### INFORMATION PROVIDED

++++++++++

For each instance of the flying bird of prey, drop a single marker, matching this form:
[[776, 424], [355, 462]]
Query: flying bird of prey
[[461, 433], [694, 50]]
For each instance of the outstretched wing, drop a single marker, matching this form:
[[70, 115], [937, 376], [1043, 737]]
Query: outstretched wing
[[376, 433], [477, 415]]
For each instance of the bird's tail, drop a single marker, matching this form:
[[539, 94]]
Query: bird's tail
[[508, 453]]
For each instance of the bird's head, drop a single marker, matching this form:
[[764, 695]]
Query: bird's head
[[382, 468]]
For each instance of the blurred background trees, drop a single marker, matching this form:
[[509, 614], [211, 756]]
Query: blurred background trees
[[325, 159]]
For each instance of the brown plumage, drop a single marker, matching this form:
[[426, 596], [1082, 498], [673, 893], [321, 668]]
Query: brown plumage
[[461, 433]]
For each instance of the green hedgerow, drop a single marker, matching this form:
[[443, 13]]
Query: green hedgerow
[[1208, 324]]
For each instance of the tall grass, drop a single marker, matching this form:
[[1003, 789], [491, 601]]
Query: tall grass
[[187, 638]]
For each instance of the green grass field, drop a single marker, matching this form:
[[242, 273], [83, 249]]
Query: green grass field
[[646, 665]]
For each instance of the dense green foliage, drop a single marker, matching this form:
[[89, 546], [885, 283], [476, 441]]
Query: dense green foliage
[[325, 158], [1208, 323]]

++++++++++

### GIVEN TASK
Express every line of the items above as a Markdown table, one line per row, skipping blank lines. Use a "No." column for the row number and a "Text" column for the line.

### EXERCISE RESULT
| No. | Text |
|---|---|
| 1 | For each instance of the flying bird of prey, drop a single marker, matching this form: |
| 2 | [[776, 424], [355, 462]] |
| 3 | Query: flying bird of prey |
| 4 | [[461, 433], [694, 50]] |
| 5 | For each instance of the outstretched wing, drop a single marker, matching this form: |
| 6 | [[70, 115], [937, 376], [1043, 737]] |
| 7 | Query: outstretched wing |
| 8 | [[376, 433], [477, 415]] |
| 9 | For each instance of the bird's tail, drop a single marker, matching this form: |
| 10 | [[539, 94]] |
| 11 | Query: bird's tail |
| 12 | [[508, 453]] |
| 13 | For each instance of the bird's head, drop a single marker, matching this form: |
| 14 | [[764, 695]] |
| 15 | Query: bird's head |
| 16 | [[382, 468]] |
| 17 | For each instance of the blurred background trees, drop a single marker, matching this form: |
| 18 | [[509, 614], [211, 756]] |
| 19 | Query: blurred background trees |
| 20 | [[325, 159]] |
| 21 | For each instance of the brown plumage, drop a single marker, matching this form: |
| 22 | [[426, 596], [1082, 498], [673, 893], [321, 668]] |
| 23 | Query: brown plumage |
| 24 | [[461, 433]] |
| 25 | For each instance of the green hedgerow, drop a single marker, matching this form: |
| 26 | [[443, 13]] |
| 27 | Query: green hedgerow |
| 28 | [[1208, 324]] |
| 29 | For each instance of the tall grass, drop a single marker, matching this form: |
| 30 | [[1003, 789], [491, 601]] |
| 31 | Query: tall grass |
| 32 | [[187, 638]] |
| 33 | For each instance of the green grass field, drop a single marker, matching this form: |
| 34 | [[242, 273], [83, 249]] |
| 35 | Query: green grass field |
| 36 | [[646, 665]] |
| 37 | For each instance of the dense green foliage, drop a single marker, matching this form: |
| 38 | [[89, 546], [885, 283], [476, 441]] |
| 39 | Query: dense green foliage |
| 40 | [[325, 158], [1208, 323]] |